| Exercises to complete |
A – Summarize the introduction on Pipeline flow diversion for basilar aneurysms in two sentences.
B – Copy the introduction on Pipeline flow diversion for basilar aneurysms word for word, from "Introduction Increasing data" to "and VBA aneurysms.".

| Selected text |
Introduction Increasing data suggest flow diversion with the Pipeline embolization device (PED; Medtronic) may be a safe and effective treatment in select cases of basilar artery (BA) and vertebrobasilar (VBA) aneurysms. However, coverage of vertebrobasilar perforators and branches by the PED carries an estimated 8%–13% risk of perioperative stroke, especially in cases of large and/or fusiform aneurysms. Systemic anticoagulation may moderate thrombosis rate in the immediate postoperative period, but is not routinely used due to the potential risk of hemorrhagic complications with concomitant dual antiplatelet therapy. We reviewed the safety of perioperative heparinization in patients with PED embolization of BA and VBA aneurysms.

| Record excerpts |
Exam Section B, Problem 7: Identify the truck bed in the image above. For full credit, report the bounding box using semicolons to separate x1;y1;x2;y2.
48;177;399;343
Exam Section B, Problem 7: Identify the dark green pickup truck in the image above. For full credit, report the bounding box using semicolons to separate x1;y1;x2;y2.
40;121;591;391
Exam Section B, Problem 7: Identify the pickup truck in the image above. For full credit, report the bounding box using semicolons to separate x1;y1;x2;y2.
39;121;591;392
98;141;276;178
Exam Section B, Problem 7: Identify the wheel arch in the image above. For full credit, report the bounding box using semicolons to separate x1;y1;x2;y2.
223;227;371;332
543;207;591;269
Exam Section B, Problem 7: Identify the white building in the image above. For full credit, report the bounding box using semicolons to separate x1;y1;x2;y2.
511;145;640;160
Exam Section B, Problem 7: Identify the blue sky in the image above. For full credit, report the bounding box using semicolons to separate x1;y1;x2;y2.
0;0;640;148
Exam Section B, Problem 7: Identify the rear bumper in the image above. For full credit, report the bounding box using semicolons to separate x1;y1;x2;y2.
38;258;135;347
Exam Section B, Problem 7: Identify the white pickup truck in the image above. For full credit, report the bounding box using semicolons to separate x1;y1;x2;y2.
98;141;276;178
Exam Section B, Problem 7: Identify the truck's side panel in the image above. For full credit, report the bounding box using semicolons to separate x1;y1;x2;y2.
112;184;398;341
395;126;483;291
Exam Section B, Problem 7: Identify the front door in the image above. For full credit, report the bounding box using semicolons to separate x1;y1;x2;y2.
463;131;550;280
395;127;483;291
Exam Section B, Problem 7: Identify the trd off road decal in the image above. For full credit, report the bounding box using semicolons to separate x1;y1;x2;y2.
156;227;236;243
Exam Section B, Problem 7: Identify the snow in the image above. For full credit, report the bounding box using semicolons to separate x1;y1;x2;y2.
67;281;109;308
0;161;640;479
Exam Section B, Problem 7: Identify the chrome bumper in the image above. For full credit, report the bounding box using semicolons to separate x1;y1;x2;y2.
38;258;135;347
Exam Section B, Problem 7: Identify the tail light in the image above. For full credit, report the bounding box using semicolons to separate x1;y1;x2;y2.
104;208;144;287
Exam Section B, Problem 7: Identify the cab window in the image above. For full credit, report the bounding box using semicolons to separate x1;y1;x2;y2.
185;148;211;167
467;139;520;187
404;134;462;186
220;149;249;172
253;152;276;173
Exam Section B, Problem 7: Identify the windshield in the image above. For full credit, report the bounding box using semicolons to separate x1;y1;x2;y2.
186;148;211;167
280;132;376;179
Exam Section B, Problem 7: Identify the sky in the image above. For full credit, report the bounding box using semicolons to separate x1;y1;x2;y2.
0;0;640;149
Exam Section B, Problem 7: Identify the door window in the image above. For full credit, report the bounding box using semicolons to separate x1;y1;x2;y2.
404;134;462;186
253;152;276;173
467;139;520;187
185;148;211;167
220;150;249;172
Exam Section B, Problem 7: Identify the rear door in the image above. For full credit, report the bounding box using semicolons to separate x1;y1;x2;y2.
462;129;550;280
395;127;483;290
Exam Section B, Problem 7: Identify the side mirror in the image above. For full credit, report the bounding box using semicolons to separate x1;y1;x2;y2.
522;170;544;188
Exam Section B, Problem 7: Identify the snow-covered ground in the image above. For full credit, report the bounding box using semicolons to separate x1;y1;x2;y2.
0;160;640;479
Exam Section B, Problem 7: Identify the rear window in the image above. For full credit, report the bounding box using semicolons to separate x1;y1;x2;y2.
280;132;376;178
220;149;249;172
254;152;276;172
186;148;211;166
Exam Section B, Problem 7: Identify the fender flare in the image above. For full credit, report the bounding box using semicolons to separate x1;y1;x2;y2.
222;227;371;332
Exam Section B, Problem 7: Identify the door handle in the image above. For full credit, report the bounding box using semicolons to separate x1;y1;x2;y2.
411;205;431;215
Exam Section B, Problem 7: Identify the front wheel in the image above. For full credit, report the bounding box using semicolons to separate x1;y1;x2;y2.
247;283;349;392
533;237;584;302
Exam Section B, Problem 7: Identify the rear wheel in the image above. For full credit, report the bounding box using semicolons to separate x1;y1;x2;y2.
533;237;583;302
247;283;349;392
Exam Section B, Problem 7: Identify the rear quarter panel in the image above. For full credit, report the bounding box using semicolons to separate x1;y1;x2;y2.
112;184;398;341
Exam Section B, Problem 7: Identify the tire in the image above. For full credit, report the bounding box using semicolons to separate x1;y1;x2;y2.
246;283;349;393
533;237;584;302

| Outputs by task |
A – Flow diversion with the Pipeline embolization device may be safe and effective for select basilar and vertebrobasilar aneurysms, but covering vertebrobasilar perforators and branches carries an estimated 8%–13% risk of perioperative stroke, especially with large or fusiform aneurysms. Systemic anticoagulation may moderate thrombosis right after surgery but is not routinely used because of possible hemorrhagic complications with dual antiplatelet therapy, so the safety of perioperative heparinization in these patients was reviewed.

B –
Introduction Increasing data suggest flow diversion with the Pipeline embolization device (PED; Medtronic) may be a safe and effective treatment in select cases of basilar artery (BA) and vertebrobasilar (VBA) aneurysms. However, coverage of vertebrobasilar perforators and branches by the PED carries an estimated 8%–13% risk of perioperative stroke, especially in cases of large and/or fusiform aneurysms. Systemic anticoagulation may moderate thrombosis rate in the immediate postoperative period, but is not routinely used due to the potential risk of hemorrhagic complications with concomitant dual antiplatelet therapy. We reviewed the safety of perioperative heparinization in patients with PED embolization of BA and VBA aneurysms.